WHAT YOU HAVE TO DO> Down to the last character, transcribe every record.

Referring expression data
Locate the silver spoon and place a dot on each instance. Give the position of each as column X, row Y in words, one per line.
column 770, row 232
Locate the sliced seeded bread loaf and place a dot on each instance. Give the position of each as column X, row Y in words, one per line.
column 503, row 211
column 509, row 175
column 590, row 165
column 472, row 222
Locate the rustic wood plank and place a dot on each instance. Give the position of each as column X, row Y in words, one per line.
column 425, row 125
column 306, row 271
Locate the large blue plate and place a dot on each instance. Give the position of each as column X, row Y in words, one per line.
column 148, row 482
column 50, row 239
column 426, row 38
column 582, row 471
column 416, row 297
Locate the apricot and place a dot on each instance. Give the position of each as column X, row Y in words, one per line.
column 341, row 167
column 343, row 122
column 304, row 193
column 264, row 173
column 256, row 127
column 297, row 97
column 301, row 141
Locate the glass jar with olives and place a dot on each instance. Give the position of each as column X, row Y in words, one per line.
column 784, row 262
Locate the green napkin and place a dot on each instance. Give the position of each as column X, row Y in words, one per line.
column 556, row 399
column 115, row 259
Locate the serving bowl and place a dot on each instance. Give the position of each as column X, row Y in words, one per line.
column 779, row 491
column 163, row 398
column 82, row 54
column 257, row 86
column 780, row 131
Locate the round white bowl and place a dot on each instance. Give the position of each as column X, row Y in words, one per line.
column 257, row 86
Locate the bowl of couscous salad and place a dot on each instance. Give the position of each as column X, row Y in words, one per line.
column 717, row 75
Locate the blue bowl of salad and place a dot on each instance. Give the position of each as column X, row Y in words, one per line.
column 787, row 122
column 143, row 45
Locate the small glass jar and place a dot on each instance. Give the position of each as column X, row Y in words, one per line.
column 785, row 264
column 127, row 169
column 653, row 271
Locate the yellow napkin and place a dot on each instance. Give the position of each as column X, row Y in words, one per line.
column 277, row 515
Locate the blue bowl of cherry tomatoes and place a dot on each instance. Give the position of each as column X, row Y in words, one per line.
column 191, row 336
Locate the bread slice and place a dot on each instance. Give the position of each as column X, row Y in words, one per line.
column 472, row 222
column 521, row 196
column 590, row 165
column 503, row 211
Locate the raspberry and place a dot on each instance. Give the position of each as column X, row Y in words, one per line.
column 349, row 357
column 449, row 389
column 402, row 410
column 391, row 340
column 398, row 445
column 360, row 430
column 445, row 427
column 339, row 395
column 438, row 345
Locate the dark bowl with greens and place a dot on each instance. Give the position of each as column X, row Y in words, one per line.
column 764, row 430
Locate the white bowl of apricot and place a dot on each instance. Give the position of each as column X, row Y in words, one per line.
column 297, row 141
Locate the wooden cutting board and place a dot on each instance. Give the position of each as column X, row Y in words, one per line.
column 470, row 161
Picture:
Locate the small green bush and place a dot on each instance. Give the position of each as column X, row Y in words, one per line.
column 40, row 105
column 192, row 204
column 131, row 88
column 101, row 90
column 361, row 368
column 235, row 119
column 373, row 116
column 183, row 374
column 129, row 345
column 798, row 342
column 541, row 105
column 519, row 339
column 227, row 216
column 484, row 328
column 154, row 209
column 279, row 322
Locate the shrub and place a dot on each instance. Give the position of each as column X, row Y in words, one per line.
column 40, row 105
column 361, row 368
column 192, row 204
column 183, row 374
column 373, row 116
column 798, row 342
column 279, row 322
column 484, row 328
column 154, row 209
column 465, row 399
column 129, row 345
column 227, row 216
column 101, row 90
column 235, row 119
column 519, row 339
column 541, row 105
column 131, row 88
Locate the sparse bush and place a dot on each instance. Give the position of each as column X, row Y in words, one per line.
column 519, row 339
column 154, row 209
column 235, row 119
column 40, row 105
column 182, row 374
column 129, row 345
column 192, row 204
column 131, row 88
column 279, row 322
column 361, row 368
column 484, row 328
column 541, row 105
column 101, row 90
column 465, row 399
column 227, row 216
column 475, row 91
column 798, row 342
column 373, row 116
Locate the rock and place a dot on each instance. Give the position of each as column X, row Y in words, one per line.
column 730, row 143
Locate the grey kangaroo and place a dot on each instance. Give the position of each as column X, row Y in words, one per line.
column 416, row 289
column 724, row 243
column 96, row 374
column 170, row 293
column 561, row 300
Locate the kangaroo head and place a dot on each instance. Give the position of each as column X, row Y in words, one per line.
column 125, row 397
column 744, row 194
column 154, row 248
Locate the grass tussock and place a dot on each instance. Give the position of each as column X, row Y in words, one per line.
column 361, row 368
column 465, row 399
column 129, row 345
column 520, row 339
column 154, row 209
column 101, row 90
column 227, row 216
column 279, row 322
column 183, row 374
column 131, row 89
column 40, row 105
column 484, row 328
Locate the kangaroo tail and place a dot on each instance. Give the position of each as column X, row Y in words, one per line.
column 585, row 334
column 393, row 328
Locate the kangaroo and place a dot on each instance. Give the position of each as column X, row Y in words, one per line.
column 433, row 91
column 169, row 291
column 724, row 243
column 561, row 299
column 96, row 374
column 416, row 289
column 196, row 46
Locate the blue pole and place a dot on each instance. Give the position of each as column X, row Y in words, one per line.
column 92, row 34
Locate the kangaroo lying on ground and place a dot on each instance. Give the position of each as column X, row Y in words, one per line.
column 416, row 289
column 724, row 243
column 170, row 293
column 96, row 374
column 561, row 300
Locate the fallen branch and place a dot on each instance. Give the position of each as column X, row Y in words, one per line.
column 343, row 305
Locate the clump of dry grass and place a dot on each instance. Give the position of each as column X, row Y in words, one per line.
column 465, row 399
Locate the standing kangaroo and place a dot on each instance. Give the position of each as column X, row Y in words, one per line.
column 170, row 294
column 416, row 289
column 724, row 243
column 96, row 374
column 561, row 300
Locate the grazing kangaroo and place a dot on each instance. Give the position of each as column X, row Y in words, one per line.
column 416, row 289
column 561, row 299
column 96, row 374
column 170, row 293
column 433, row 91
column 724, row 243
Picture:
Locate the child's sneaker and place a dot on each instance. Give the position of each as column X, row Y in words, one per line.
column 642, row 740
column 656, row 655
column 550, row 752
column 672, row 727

COMPLETED EXERCISE>
Locate the silver spoon and place a dot on each instance. Give the position of each as column X, row Y in words, one per line.
column 770, row 232
Locate the sliced seeded bread loaf and place a dot on each instance. Give the position of each as column X, row Y in words, one per line.
column 503, row 211
column 509, row 175
column 590, row 165
column 472, row 222
Locate the rustic wood plank and place a dot on each instance. Give the position of each as column X, row Y in words, one per line.
column 425, row 125
column 306, row 271
Locate the large blue plate and place a dot on each instance. Give the position of each as column X, row Y in words, one per line.
column 148, row 482
column 50, row 239
column 426, row 38
column 582, row 471
column 416, row 297
Locate the apricot and place a dot on each instance. Give the position of each as column X, row Y in words, one per line.
column 341, row 167
column 343, row 122
column 304, row 193
column 264, row 173
column 256, row 127
column 297, row 97
column 301, row 141
Locate the glass jar with olives and place a dot on each instance. Give the position of each as column X, row Y in words, one per line.
column 784, row 262
Locate the green napkin and place a dot on each instance. Give the position of each as column X, row Y in words, one per line.
column 556, row 399
column 115, row 259
Locate the serving bowl and place a dot on each instance. Give the position of each as column X, row Y in words, one per line.
column 779, row 491
column 163, row 398
column 82, row 54
column 257, row 86
column 780, row 131
Locate the round white bowl and place a dot on each instance. Give the position of each as column X, row Y in words, one per line.
column 257, row 86
Locate the bowl of couscous salad and place a dot on each instance. Give the position of each as column X, row Y in words, one per line.
column 717, row 75
Locate the blue bowl of salad and place a dot on each instance. Give the position of each as column X, row Y in words, one per line.
column 787, row 122
column 143, row 45
Locate the small glass jar and place a dot on each instance. Give the position of each as column X, row Y in words, one per line.
column 785, row 264
column 127, row 169
column 653, row 271
Locate the yellow napkin and place a dot on each instance. Give the position of each as column X, row Y in words, one per line.
column 277, row 515
Locate the blue bowl of cherry tomatoes and place a dot on each instance. Give the position of each as column X, row Y in words, one per line.
column 191, row 336
Locate the bread slice and place a dot on each instance. Give the position of each as column X, row Y in words, one per line.
column 472, row 222
column 521, row 196
column 590, row 165
column 503, row 211
Locate the raspberry and place a dot on each instance. Give the position of each as column X, row Y in words, one per line.
column 349, row 357
column 449, row 389
column 402, row 410
column 391, row 340
column 398, row 445
column 360, row 430
column 445, row 427
column 339, row 395
column 438, row 345
Locate the dark bowl with greens and place a dot on each instance. Give the position of each as column X, row Y in words, one per line.
column 764, row 430
Locate the white bowl of apricot and place a dot on each instance. Give the position of each as column X, row Y in words, one per line.
column 297, row 141
Locate the wooden cutting board and place a dot on each instance. Give the position of each as column X, row Y in words, one per line.
column 470, row 161
Picture:
Locate the small green bush and place a dot on each instance. Give the position of each as column X, row Y in words, one per line.
column 40, row 105
column 192, row 204
column 131, row 88
column 101, row 90
column 361, row 368
column 235, row 119
column 373, row 116
column 183, row 374
column 129, row 345
column 798, row 342
column 541, row 105
column 519, row 339
column 227, row 216
column 484, row 328
column 154, row 209
column 279, row 322
Locate the shrub and place a dot on each instance. Give the position of each as column X, row Y in words, one per line.
column 40, row 105
column 361, row 368
column 192, row 204
column 183, row 374
column 373, row 116
column 798, row 342
column 279, row 322
column 484, row 328
column 154, row 209
column 465, row 399
column 129, row 345
column 227, row 216
column 101, row 90
column 235, row 119
column 519, row 339
column 541, row 105
column 131, row 88
Locate the sparse bush and place a dot on each instance. Give the position of each as column X, row Y in words, one per line.
column 519, row 339
column 154, row 209
column 235, row 119
column 40, row 105
column 182, row 374
column 129, row 345
column 192, row 204
column 131, row 88
column 279, row 322
column 361, row 368
column 484, row 328
column 541, row 105
column 101, row 90
column 465, row 399
column 227, row 216
column 475, row 91
column 798, row 342
column 373, row 116
Locate the rock and place a dot on each instance. Give the position of each as column X, row Y in words, one per line.
column 730, row 143
Locate the grey kangaroo and place a dot on each instance. Give the position of each as column X, row Y in words, one per line.
column 416, row 289
column 724, row 243
column 96, row 374
column 170, row 293
column 561, row 300
Locate the kangaroo head and place a dot on each instance. Give the position of each as column X, row Y in words, one per line.
column 125, row 397
column 744, row 194
column 154, row 248
Locate the grass tussock and place a dot on each instance. Give the position of each as column X, row Y in words, one per line.
column 361, row 368
column 465, row 399
column 129, row 345
column 520, row 339
column 154, row 209
column 101, row 90
column 227, row 216
column 279, row 322
column 183, row 374
column 131, row 89
column 40, row 105
column 484, row 328
Locate the kangaroo tail and place a dot on each instance. Give the position of each as column X, row Y in words, one per line.
column 585, row 334
column 393, row 328
Locate the kangaroo and place a dot on each instance. Give the position of each as column X, row Y in words, one per line.
column 433, row 91
column 169, row 291
column 724, row 243
column 561, row 299
column 96, row 374
column 416, row 289
column 196, row 46
Locate the blue pole and place a dot on each instance. Give the position of each as column X, row Y in words, one per line.
column 92, row 34
Locate the kangaroo lying on ground and place a dot on each instance. Give the position of each as column X, row Y in words, one per line.
column 416, row 289
column 724, row 243
column 170, row 293
column 96, row 374
column 561, row 300
Locate the fallen branch and place a dot on each instance. Give the position of each as column X, row Y in words, one per line.
column 343, row 305
Locate the clump of dry grass and place a dot on each instance. Give the position of each as column X, row Y in words, one per line.
column 465, row 399
Locate the standing kangaroo and place a dot on each instance. Give the position of each as column X, row Y in words, one per line.
column 170, row 294
column 416, row 289
column 724, row 243
column 96, row 374
column 561, row 300
Locate the grazing kangaroo and place a dot on each instance. Give the position of each as column X, row Y in words, one per line.
column 416, row 289
column 561, row 299
column 96, row 374
column 170, row 293
column 433, row 91
column 724, row 243
Picture:
Locate the child's sneaker and place a dot on each instance. Give the position of each as column X, row Y in words, one per line.
column 642, row 740
column 656, row 655
column 550, row 752
column 672, row 727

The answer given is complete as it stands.